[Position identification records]

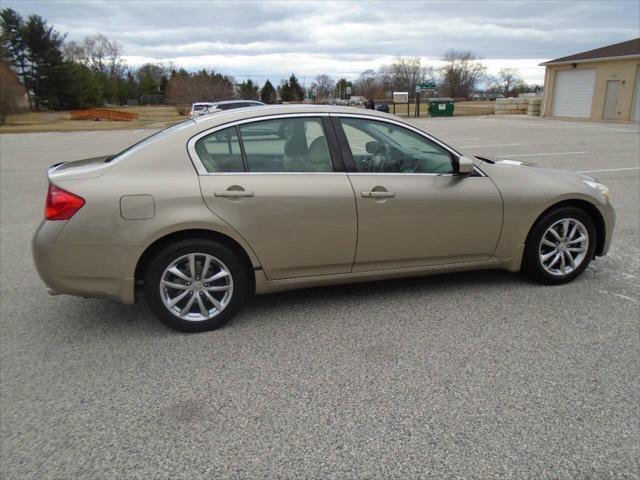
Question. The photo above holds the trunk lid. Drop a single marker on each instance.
(79, 169)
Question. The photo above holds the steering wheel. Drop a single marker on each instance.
(380, 158)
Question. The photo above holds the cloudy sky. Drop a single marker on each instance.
(272, 39)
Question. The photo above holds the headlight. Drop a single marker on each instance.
(604, 190)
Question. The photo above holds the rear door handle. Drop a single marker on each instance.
(378, 194)
(234, 194)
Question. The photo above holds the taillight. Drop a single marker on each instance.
(61, 205)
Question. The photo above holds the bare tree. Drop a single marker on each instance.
(98, 53)
(404, 74)
(508, 78)
(11, 91)
(323, 85)
(186, 87)
(369, 85)
(461, 73)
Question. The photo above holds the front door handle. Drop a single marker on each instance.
(234, 194)
(378, 194)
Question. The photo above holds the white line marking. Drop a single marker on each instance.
(495, 145)
(610, 170)
(542, 154)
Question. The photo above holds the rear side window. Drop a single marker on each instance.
(286, 145)
(220, 151)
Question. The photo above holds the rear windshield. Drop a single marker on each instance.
(152, 138)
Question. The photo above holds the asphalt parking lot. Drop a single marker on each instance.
(477, 375)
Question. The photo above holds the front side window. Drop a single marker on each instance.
(220, 151)
(286, 145)
(380, 147)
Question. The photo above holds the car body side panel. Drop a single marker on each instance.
(98, 247)
(431, 220)
(527, 192)
(298, 224)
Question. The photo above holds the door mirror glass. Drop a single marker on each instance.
(465, 166)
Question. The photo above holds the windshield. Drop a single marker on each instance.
(150, 139)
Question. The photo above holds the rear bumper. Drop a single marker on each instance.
(87, 271)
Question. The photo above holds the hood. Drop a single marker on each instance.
(79, 169)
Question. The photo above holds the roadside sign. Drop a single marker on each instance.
(400, 97)
(425, 87)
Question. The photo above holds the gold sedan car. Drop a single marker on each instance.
(201, 215)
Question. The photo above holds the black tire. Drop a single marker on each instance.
(531, 263)
(165, 257)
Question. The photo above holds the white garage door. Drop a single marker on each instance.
(635, 114)
(573, 93)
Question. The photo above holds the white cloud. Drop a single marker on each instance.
(272, 39)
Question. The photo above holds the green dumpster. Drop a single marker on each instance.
(441, 107)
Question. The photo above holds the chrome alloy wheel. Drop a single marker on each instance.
(564, 247)
(196, 287)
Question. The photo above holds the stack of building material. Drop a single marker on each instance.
(511, 106)
(533, 110)
(518, 106)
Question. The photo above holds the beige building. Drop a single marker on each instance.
(601, 84)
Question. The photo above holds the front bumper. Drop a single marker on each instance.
(609, 217)
(87, 271)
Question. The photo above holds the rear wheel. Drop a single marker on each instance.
(560, 246)
(195, 285)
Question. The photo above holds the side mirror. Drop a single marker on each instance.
(372, 147)
(465, 166)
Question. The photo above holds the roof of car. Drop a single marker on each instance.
(226, 102)
(266, 110)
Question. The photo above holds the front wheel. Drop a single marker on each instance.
(560, 246)
(195, 285)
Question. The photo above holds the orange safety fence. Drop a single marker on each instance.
(102, 114)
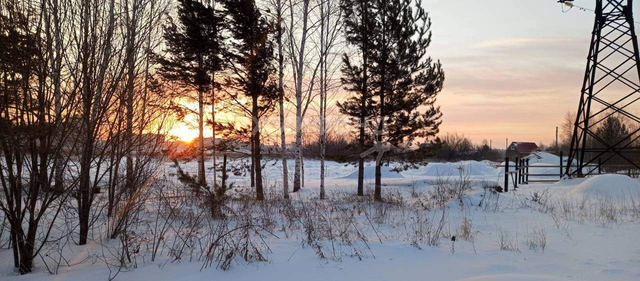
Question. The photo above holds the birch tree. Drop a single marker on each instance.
(301, 27)
(330, 29)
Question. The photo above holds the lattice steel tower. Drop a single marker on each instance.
(611, 87)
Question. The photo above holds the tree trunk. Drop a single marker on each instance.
(257, 156)
(131, 60)
(365, 90)
(283, 140)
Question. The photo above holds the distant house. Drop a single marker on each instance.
(521, 149)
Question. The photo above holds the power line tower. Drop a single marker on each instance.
(611, 87)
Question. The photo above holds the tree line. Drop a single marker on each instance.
(91, 88)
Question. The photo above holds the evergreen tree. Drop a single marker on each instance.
(252, 66)
(195, 52)
(404, 80)
(359, 22)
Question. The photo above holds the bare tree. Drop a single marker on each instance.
(301, 27)
(330, 29)
(28, 144)
(279, 7)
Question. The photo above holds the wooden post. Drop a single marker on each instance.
(599, 165)
(527, 178)
(561, 165)
(506, 174)
(522, 171)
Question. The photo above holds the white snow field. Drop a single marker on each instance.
(577, 229)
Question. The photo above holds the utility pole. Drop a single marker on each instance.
(613, 32)
(557, 145)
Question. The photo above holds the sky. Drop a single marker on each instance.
(513, 68)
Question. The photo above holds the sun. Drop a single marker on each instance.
(183, 133)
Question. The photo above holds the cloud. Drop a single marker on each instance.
(520, 42)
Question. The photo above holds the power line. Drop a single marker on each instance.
(571, 6)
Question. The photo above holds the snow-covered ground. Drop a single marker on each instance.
(578, 229)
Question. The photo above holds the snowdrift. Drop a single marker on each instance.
(370, 173)
(509, 277)
(470, 168)
(615, 186)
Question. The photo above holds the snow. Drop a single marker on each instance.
(466, 168)
(612, 186)
(543, 157)
(576, 249)
(370, 173)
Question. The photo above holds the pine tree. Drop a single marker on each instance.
(359, 24)
(195, 52)
(252, 66)
(404, 80)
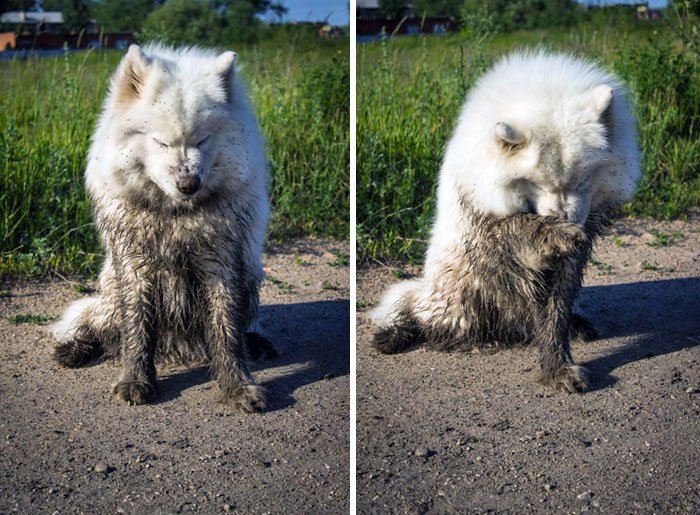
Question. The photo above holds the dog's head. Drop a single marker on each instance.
(173, 112)
(554, 158)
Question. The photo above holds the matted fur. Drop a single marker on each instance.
(177, 178)
(543, 154)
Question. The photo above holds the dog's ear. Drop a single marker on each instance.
(602, 97)
(508, 136)
(132, 79)
(224, 67)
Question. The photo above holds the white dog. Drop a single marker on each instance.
(177, 178)
(543, 154)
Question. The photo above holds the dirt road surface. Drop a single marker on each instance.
(69, 446)
(473, 433)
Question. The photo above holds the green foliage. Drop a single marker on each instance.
(509, 15)
(76, 13)
(407, 100)
(437, 7)
(123, 15)
(409, 92)
(222, 22)
(27, 318)
(48, 109)
(392, 8)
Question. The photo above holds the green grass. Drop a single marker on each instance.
(26, 318)
(48, 108)
(410, 89)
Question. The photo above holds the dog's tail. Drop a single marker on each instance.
(397, 327)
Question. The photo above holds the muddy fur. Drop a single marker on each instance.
(513, 281)
(543, 152)
(182, 271)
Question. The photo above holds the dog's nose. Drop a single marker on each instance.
(188, 184)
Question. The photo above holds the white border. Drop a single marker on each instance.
(353, 263)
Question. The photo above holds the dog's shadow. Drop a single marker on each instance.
(659, 317)
(313, 339)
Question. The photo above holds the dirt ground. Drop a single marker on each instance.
(69, 446)
(473, 433)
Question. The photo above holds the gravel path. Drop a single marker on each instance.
(456, 433)
(68, 446)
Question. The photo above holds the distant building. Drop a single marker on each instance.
(367, 10)
(370, 10)
(47, 21)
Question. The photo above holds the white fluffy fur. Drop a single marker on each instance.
(544, 133)
(64, 329)
(186, 83)
(180, 119)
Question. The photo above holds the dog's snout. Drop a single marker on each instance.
(188, 184)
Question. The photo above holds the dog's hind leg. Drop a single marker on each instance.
(398, 329)
(78, 332)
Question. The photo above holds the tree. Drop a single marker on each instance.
(181, 21)
(76, 13)
(217, 22)
(123, 15)
(392, 8)
(438, 7)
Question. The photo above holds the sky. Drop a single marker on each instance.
(317, 10)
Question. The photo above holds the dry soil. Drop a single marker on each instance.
(473, 433)
(69, 446)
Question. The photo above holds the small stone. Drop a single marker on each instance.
(585, 496)
(422, 452)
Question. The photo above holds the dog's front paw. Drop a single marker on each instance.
(76, 353)
(248, 398)
(569, 378)
(134, 392)
(565, 238)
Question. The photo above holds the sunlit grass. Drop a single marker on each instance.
(48, 108)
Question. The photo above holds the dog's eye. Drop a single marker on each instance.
(162, 145)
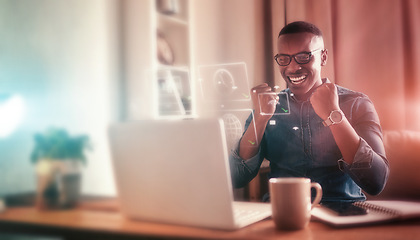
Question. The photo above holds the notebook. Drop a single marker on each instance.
(378, 212)
(177, 172)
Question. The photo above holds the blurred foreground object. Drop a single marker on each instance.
(58, 158)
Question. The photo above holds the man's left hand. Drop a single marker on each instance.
(324, 100)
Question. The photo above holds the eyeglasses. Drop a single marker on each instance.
(300, 58)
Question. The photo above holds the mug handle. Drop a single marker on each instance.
(318, 196)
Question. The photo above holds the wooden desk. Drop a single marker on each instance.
(93, 222)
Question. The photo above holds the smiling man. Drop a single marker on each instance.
(331, 135)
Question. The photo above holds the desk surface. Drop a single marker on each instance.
(103, 221)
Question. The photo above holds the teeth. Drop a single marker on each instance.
(297, 80)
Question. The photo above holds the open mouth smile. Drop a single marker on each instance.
(296, 80)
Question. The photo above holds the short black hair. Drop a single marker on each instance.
(300, 27)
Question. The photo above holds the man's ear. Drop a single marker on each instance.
(324, 57)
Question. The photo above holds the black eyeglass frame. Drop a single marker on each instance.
(294, 57)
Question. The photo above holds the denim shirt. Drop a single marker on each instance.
(299, 145)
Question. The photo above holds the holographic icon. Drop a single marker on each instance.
(233, 129)
(224, 82)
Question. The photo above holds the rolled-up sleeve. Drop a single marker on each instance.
(370, 168)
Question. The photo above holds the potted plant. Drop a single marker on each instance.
(58, 158)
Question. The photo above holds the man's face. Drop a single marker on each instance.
(302, 79)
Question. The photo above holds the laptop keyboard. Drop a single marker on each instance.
(242, 214)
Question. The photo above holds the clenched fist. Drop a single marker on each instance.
(324, 100)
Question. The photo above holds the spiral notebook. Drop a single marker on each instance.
(378, 212)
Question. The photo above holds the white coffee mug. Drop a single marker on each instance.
(291, 201)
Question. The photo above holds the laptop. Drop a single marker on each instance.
(177, 172)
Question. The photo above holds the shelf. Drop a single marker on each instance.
(169, 19)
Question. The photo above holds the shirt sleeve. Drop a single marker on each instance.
(370, 168)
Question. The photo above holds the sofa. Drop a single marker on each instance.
(403, 153)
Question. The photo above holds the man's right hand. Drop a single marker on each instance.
(264, 101)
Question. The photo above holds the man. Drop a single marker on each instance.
(332, 134)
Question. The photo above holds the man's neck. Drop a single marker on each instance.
(305, 97)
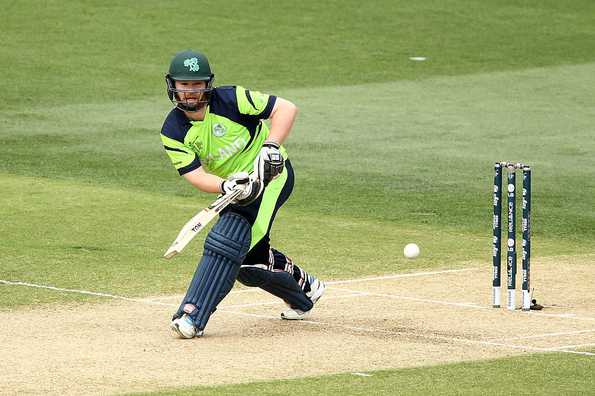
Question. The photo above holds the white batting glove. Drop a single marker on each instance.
(270, 163)
(250, 188)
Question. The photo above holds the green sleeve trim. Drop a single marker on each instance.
(180, 155)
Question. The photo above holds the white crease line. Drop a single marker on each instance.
(418, 335)
(90, 293)
(562, 333)
(362, 329)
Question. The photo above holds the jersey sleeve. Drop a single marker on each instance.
(255, 103)
(172, 135)
(182, 157)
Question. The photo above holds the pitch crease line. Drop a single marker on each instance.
(433, 337)
(362, 329)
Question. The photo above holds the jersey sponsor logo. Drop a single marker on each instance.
(227, 151)
(219, 130)
(192, 64)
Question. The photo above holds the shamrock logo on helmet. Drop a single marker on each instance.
(192, 64)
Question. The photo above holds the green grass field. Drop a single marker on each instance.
(386, 150)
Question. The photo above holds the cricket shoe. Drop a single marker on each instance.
(183, 327)
(317, 288)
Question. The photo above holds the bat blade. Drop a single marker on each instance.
(189, 231)
(198, 223)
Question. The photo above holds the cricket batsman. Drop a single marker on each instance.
(215, 137)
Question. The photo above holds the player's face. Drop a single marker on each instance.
(190, 92)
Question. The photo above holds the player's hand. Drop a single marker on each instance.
(251, 188)
(270, 163)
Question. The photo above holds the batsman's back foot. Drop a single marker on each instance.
(317, 289)
(183, 327)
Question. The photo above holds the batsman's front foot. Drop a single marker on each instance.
(183, 327)
(317, 288)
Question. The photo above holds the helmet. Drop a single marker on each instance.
(189, 66)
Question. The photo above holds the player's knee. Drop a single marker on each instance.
(229, 238)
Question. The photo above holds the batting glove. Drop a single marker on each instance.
(250, 188)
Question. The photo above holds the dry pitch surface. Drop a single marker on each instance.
(359, 325)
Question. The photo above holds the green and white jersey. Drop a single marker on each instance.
(227, 140)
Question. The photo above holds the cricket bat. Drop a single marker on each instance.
(198, 222)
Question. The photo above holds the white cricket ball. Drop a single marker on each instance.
(411, 250)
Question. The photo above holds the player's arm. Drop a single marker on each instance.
(282, 118)
(204, 181)
(207, 182)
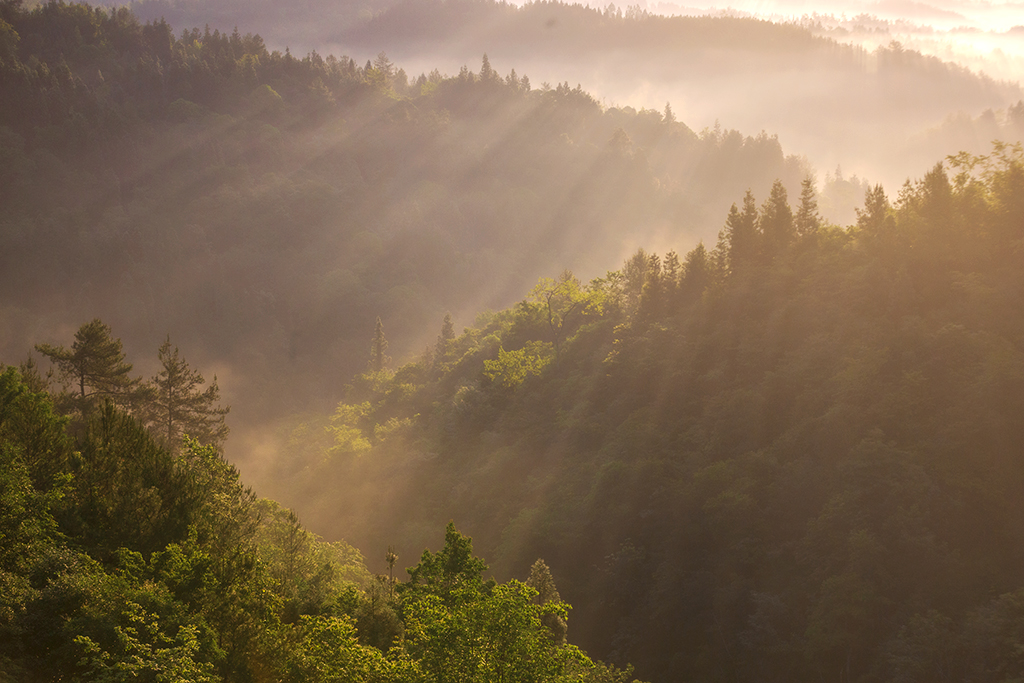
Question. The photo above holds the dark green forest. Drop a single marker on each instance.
(791, 453)
(265, 209)
(123, 559)
(883, 109)
(793, 456)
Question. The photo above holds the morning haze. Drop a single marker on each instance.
(647, 296)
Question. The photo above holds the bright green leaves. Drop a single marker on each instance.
(512, 368)
(144, 652)
(330, 652)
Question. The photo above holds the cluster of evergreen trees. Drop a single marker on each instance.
(265, 208)
(793, 456)
(123, 560)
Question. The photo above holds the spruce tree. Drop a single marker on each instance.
(181, 407)
(379, 358)
(95, 370)
(776, 221)
(444, 338)
(807, 221)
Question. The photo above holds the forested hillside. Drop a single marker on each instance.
(124, 557)
(794, 456)
(870, 111)
(265, 209)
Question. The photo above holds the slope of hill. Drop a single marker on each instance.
(838, 103)
(264, 209)
(795, 456)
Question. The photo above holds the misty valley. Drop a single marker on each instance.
(318, 368)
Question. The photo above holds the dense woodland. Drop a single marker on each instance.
(793, 456)
(264, 209)
(788, 454)
(836, 102)
(124, 559)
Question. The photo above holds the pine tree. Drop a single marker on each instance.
(444, 338)
(807, 221)
(740, 233)
(776, 221)
(379, 358)
(95, 369)
(181, 407)
(542, 581)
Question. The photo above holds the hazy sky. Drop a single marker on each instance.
(978, 35)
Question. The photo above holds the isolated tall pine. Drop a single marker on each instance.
(444, 338)
(378, 350)
(807, 221)
(182, 407)
(776, 221)
(95, 369)
(740, 233)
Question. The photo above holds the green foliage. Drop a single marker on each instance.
(512, 368)
(94, 369)
(180, 407)
(788, 463)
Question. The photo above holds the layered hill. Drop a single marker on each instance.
(868, 111)
(793, 456)
(265, 209)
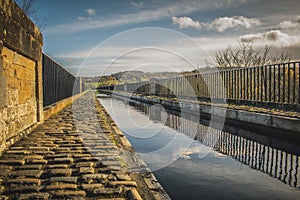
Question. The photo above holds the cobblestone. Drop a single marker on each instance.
(64, 158)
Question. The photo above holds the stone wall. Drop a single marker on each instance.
(21, 106)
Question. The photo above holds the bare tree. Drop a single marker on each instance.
(30, 9)
(246, 56)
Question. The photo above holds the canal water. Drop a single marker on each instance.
(193, 161)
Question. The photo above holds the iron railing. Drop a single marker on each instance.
(58, 83)
(276, 85)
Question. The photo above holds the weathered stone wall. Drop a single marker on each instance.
(21, 105)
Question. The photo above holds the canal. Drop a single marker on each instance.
(192, 161)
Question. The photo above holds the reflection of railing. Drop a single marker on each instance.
(278, 163)
(276, 85)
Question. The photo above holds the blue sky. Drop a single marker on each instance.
(94, 37)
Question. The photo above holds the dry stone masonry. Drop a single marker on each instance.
(66, 159)
(20, 74)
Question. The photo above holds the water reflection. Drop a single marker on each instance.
(277, 158)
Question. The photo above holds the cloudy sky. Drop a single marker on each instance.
(94, 37)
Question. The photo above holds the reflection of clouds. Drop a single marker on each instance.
(186, 153)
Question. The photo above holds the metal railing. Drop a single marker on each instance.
(58, 83)
(276, 85)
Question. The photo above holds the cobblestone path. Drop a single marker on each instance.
(70, 156)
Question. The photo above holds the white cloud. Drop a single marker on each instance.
(220, 24)
(223, 23)
(185, 22)
(287, 25)
(165, 11)
(81, 18)
(90, 11)
(137, 4)
(274, 37)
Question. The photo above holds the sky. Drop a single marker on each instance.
(96, 37)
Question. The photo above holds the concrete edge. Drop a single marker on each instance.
(58, 106)
(145, 178)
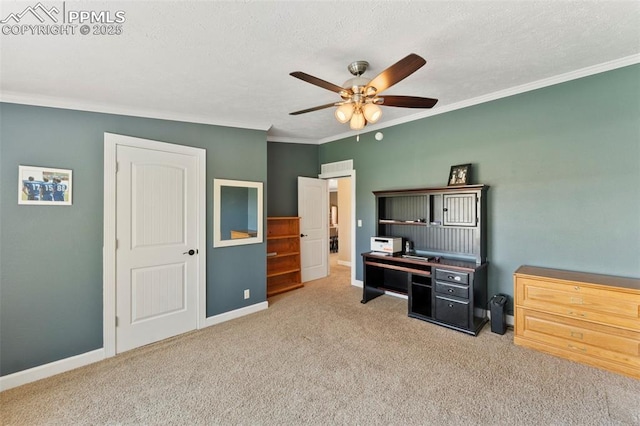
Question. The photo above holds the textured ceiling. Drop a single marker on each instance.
(228, 63)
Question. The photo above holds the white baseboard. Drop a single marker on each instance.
(227, 316)
(47, 370)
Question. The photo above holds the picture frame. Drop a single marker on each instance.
(44, 186)
(460, 175)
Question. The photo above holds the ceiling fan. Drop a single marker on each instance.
(361, 97)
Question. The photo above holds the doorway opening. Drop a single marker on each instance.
(340, 213)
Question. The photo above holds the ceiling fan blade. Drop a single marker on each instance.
(397, 72)
(303, 111)
(408, 101)
(318, 82)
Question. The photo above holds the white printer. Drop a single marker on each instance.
(387, 245)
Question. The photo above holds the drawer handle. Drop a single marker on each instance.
(577, 348)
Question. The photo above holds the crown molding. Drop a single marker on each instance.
(74, 104)
(539, 84)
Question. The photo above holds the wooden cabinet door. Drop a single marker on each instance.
(459, 210)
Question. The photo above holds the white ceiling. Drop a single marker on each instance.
(228, 63)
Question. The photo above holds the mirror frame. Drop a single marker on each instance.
(217, 238)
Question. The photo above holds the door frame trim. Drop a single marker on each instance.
(351, 174)
(111, 142)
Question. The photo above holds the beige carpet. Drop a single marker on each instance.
(319, 356)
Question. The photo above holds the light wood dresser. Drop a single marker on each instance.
(588, 318)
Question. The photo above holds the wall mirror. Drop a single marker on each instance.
(237, 212)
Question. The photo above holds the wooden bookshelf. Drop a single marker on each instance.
(283, 254)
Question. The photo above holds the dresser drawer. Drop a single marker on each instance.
(452, 276)
(580, 337)
(581, 301)
(452, 289)
(452, 311)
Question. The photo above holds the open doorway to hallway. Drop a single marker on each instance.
(340, 206)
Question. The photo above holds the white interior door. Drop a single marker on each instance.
(157, 245)
(313, 209)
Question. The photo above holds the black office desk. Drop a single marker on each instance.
(448, 292)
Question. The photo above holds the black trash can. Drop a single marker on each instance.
(497, 304)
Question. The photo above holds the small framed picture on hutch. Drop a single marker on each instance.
(460, 175)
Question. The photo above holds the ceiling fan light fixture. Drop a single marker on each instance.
(357, 121)
(344, 112)
(372, 112)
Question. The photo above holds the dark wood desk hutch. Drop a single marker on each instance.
(445, 277)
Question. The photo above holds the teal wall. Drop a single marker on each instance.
(286, 162)
(563, 164)
(51, 257)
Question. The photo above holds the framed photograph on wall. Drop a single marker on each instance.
(460, 175)
(44, 186)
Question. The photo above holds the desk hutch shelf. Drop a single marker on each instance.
(445, 279)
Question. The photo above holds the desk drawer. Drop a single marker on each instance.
(452, 276)
(452, 289)
(452, 311)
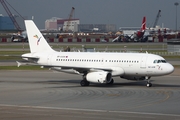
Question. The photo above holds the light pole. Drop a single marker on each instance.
(176, 4)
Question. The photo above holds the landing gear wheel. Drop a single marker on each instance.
(84, 83)
(111, 82)
(149, 84)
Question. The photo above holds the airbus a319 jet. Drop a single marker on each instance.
(95, 67)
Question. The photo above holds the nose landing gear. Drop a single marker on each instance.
(149, 84)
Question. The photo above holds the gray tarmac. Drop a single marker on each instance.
(44, 95)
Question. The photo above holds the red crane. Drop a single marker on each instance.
(3, 2)
(70, 17)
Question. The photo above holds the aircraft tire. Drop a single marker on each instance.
(149, 84)
(111, 82)
(84, 83)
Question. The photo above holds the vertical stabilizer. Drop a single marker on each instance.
(143, 26)
(37, 42)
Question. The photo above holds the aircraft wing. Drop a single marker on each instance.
(83, 70)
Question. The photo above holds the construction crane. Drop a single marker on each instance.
(157, 18)
(4, 4)
(70, 17)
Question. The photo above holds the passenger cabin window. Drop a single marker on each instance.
(159, 61)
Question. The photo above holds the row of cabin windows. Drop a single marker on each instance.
(86, 60)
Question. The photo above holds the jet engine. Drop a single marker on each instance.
(99, 77)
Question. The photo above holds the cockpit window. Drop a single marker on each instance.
(159, 61)
(163, 61)
(155, 61)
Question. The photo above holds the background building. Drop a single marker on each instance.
(96, 27)
(7, 24)
(60, 24)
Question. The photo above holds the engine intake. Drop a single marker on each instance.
(99, 77)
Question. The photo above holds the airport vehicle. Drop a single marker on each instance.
(95, 67)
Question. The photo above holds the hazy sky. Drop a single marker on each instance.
(123, 13)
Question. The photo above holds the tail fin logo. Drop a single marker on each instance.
(39, 38)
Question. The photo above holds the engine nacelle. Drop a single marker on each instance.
(99, 77)
(136, 78)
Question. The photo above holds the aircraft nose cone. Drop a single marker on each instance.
(170, 69)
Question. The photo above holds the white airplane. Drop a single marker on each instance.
(95, 67)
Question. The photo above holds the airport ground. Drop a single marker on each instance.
(44, 95)
(52, 95)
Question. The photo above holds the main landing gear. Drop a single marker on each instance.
(149, 84)
(84, 82)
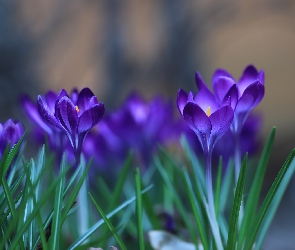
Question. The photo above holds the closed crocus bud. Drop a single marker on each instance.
(10, 132)
(244, 94)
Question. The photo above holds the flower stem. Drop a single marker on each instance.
(237, 170)
(211, 207)
(82, 201)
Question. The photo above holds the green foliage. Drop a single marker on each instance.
(38, 202)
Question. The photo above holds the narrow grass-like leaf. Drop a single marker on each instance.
(56, 220)
(253, 197)
(74, 193)
(109, 224)
(195, 163)
(177, 199)
(267, 201)
(92, 229)
(22, 229)
(8, 196)
(3, 161)
(48, 220)
(139, 209)
(274, 205)
(196, 210)
(226, 187)
(12, 153)
(233, 226)
(218, 185)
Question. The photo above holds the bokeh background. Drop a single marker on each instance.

* _Exercise details_
Only the lines from the one containing "Question. The photo above holds the row" through the last line of the data belong in the copy, both included and reproduced exactly. Pictures do not.

* _The output_
Question. The photo above holds the row of cabin windows. Drop a single marker on each instance.
(86, 60)
Question. The photo above holds the jet engine. Drop a single marker on each instance.
(99, 77)
Question. The photo above holds the cockpit window. Drop a single marker on each instance.
(159, 61)
(163, 61)
(155, 61)
Question. The photo above holds the background building. Drop a single marker on each instance.
(96, 27)
(7, 24)
(60, 24)
Question. The photo above holds the engine intake. Drop a single marker on each instance.
(99, 77)
Question. The photo above holds the airport vehicle. Drop a single marker on each instance.
(95, 67)
Question. The photo above holds the hazy sky. Drop a single marker on each instance.
(123, 13)
Question. The photo above holds the tail fin logo. Drop a single marker on each instance.
(39, 38)
Question. The photo above holds the engine nacelle. Drop a single marker on each instance.
(99, 77)
(136, 78)
Question. The photo above holds the aircraft nose cone. Drop a single marker on each instance.
(170, 69)
Question. The photo above holds the white airplane. Drop a single marker on each instance.
(95, 67)
Question. The photo above holds the airport ground. Drop a single marker on each instance.
(44, 95)
(52, 95)
Question. The photo above holds the main landing gear. Drop a single marker on each instance.
(149, 84)
(84, 82)
Question. The photo above holds the closed crocus bud. Drop a single marker on each instance.
(10, 132)
(244, 94)
Question. The photo above holds the flower stem. Drop a single marker on each instance.
(237, 170)
(211, 207)
(82, 201)
Question. The photo above holds the green foliage. Drop a single marker on each instance.
(38, 202)
Question. The photo above holds the narrow grass-like leaf. Drop a single marker on each instance.
(56, 220)
(253, 197)
(74, 193)
(109, 224)
(195, 163)
(177, 199)
(267, 201)
(92, 229)
(22, 229)
(8, 196)
(3, 161)
(48, 220)
(139, 209)
(274, 205)
(196, 210)
(226, 187)
(12, 153)
(233, 226)
(218, 185)
Question. The photo above holds the bokeh background. Drop a single marker on each instance.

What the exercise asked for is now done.